▸ EXCERPTED PASSAGE:
Physician, heal thyself

HOW many times have other countries which find themselves in financial trouble (from living beyond their means) come to Washington for help and been told what they must do to earn the right to help? And what have they always been told to do?

We all know the answer. They are told to cut their extravagances, balance their books, and adopt a sensible plan for servicing their debts.

Those who agree to do just that, then get help. But before they get help they must balance their books and stop living beyond their means.

It is unpleasant medicine. No one who has been living beyond his means takes such medicine willingly or easily. Yet it is the only way to cure the condition and get back to financial and economic health.

The great big important question facing the government of the United States today is whether it can take the medicine which so often in the past it has imposed on others.

There is little doubt about the present danger to the welfare and to the security of the US.

The dollar is sliding. Interest rates are beginning to rise. The first overt resort to protectionism as a remedy has been taken. This is the road to fragmentation of the Western world's economy, the road to inflation, the road to a general worldwide economic recession.

The US has not yet set its course down that road. The danger is real, but not immediate. There is still time in which to save the economic health of the entire Western community. But can the government in Washington bring itself to take the steps necessary to avoid the economic trouble?

▸ PROBLEM DESCRIPTION: Quote everything in the passage on United States finances from "Those who agree" down to "and economic health.", without altering a word.

▸ INFORMATION GIVEN:
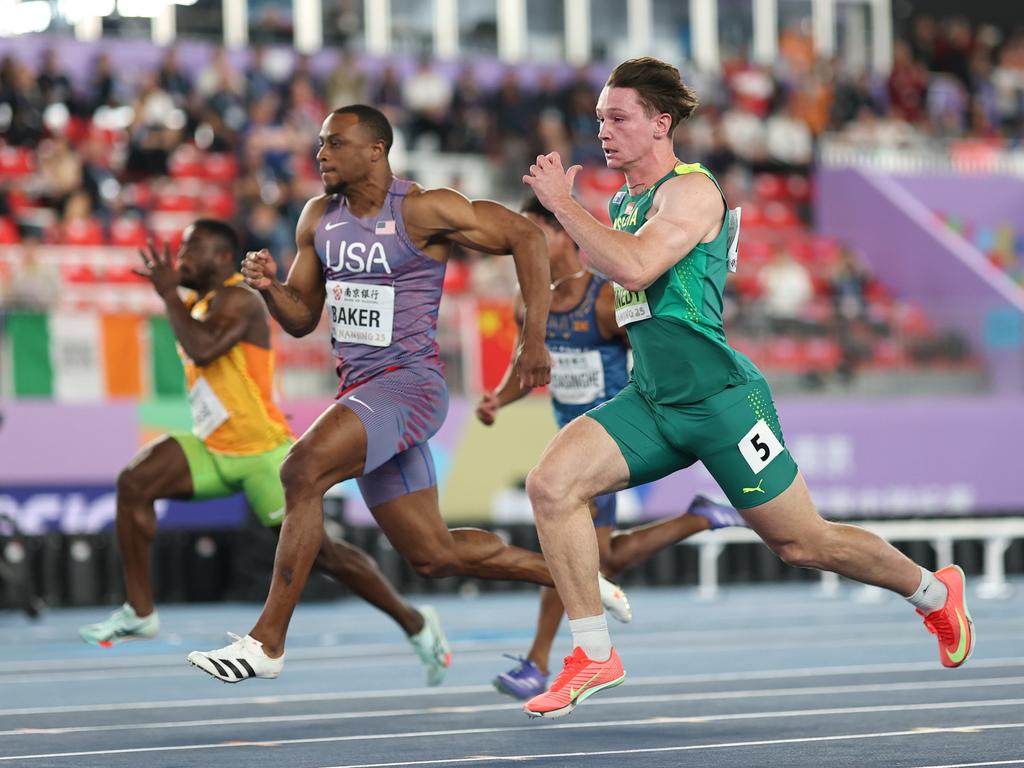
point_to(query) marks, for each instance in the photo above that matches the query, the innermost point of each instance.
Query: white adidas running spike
(614, 600)
(242, 659)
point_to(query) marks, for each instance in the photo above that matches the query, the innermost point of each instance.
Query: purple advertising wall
(860, 458)
(918, 258)
(984, 201)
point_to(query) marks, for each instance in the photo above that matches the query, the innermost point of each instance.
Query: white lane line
(781, 638)
(521, 758)
(616, 700)
(566, 726)
(975, 765)
(722, 677)
(687, 748)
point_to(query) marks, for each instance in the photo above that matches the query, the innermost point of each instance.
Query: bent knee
(545, 486)
(437, 566)
(132, 487)
(298, 473)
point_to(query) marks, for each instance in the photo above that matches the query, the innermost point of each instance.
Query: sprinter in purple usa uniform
(373, 248)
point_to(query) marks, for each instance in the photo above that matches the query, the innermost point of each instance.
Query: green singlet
(691, 396)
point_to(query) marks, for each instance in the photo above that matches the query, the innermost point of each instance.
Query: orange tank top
(231, 398)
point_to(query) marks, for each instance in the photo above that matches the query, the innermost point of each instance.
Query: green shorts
(257, 476)
(735, 434)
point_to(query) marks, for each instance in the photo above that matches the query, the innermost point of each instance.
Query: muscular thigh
(631, 424)
(584, 461)
(333, 449)
(398, 410)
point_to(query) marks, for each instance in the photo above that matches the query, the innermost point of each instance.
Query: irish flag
(75, 356)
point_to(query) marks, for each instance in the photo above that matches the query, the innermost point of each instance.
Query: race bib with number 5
(760, 446)
(631, 306)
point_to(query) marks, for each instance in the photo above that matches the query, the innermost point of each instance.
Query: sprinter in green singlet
(691, 397)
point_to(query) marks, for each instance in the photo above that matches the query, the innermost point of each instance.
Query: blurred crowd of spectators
(114, 146)
(91, 136)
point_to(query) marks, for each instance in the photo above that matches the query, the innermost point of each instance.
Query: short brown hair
(659, 86)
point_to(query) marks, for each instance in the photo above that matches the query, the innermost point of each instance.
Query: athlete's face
(346, 152)
(199, 260)
(626, 130)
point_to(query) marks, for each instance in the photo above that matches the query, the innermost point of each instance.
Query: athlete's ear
(663, 124)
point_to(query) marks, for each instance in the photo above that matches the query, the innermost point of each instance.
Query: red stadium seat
(187, 162)
(219, 167)
(821, 354)
(128, 231)
(16, 161)
(87, 232)
(172, 199)
(76, 272)
(799, 188)
(8, 232)
(769, 186)
(218, 202)
(780, 215)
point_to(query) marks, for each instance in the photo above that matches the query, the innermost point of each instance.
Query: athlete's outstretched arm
(686, 209)
(604, 309)
(298, 302)
(485, 225)
(231, 311)
(509, 388)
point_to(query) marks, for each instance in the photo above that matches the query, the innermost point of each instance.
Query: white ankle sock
(591, 634)
(931, 594)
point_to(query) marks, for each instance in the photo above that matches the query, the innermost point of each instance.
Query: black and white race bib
(360, 313)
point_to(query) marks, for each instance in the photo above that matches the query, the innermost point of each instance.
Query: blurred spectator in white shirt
(786, 289)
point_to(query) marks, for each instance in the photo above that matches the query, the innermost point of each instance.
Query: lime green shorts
(257, 476)
(735, 434)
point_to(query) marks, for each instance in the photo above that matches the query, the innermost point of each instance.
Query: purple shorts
(400, 410)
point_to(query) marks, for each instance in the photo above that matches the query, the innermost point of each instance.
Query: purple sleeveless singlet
(382, 298)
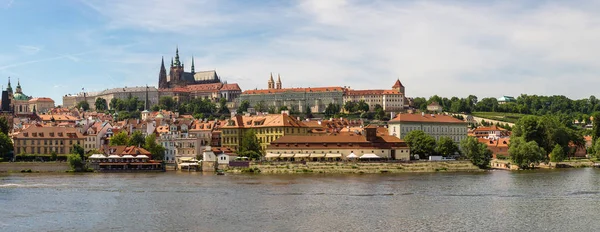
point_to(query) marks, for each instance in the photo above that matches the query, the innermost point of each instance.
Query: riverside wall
(34, 166)
(361, 167)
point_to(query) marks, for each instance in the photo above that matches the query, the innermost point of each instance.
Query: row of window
(46, 142)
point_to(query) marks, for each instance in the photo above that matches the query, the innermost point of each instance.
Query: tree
(243, 106)
(524, 154)
(332, 109)
(420, 143)
(136, 139)
(101, 104)
(167, 103)
(120, 139)
(223, 106)
(6, 146)
(283, 108)
(445, 146)
(308, 112)
(4, 125)
(557, 154)
(250, 146)
(83, 105)
(78, 150)
(75, 162)
(476, 152)
(350, 106)
(157, 150)
(595, 127)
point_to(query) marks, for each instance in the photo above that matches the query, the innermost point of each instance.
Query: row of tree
(524, 104)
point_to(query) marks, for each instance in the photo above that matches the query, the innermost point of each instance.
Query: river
(563, 200)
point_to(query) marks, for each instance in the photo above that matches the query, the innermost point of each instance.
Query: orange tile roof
(426, 118)
(270, 120)
(491, 128)
(397, 84)
(44, 99)
(308, 90)
(231, 87)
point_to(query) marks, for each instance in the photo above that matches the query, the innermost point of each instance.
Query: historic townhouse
(36, 139)
(268, 128)
(296, 99)
(343, 146)
(436, 125)
(392, 100)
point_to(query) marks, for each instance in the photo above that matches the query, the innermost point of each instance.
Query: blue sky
(445, 47)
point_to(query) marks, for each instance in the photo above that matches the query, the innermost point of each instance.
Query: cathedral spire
(177, 63)
(193, 70)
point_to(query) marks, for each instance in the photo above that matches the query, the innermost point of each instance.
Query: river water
(565, 200)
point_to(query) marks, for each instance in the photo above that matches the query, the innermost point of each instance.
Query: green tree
(250, 146)
(596, 149)
(283, 108)
(83, 105)
(53, 156)
(6, 146)
(308, 112)
(101, 104)
(223, 106)
(332, 109)
(445, 146)
(167, 103)
(476, 152)
(379, 112)
(4, 125)
(558, 154)
(136, 139)
(525, 154)
(595, 127)
(78, 150)
(243, 106)
(350, 106)
(420, 143)
(120, 139)
(157, 150)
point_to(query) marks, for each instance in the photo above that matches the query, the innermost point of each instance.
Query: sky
(488, 48)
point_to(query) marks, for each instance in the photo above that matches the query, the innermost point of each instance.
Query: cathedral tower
(271, 83)
(162, 75)
(278, 81)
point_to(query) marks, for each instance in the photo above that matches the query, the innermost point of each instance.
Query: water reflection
(491, 201)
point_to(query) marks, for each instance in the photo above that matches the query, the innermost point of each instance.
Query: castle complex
(178, 77)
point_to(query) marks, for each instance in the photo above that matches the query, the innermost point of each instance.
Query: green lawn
(504, 117)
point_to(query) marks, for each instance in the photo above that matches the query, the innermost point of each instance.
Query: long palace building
(317, 98)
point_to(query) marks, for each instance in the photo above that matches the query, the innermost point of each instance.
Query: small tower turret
(271, 83)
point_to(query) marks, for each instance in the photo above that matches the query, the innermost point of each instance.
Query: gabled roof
(397, 84)
(426, 118)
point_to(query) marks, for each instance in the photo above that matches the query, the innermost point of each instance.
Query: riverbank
(34, 166)
(358, 167)
(507, 164)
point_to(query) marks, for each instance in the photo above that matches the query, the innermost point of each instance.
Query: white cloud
(434, 47)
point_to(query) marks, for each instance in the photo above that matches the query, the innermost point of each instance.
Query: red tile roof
(397, 84)
(231, 87)
(308, 90)
(426, 118)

▸ TASK RESPONSE:
Those who agree to do just that, then get help. But before they get help they must balance their books and stop living beyond their means.

It is unpleasant medicine. No one who has been living beyond his means takes such medicine willingly or easily. Yet it is the only way to cure the condition and get back to financial and economic health.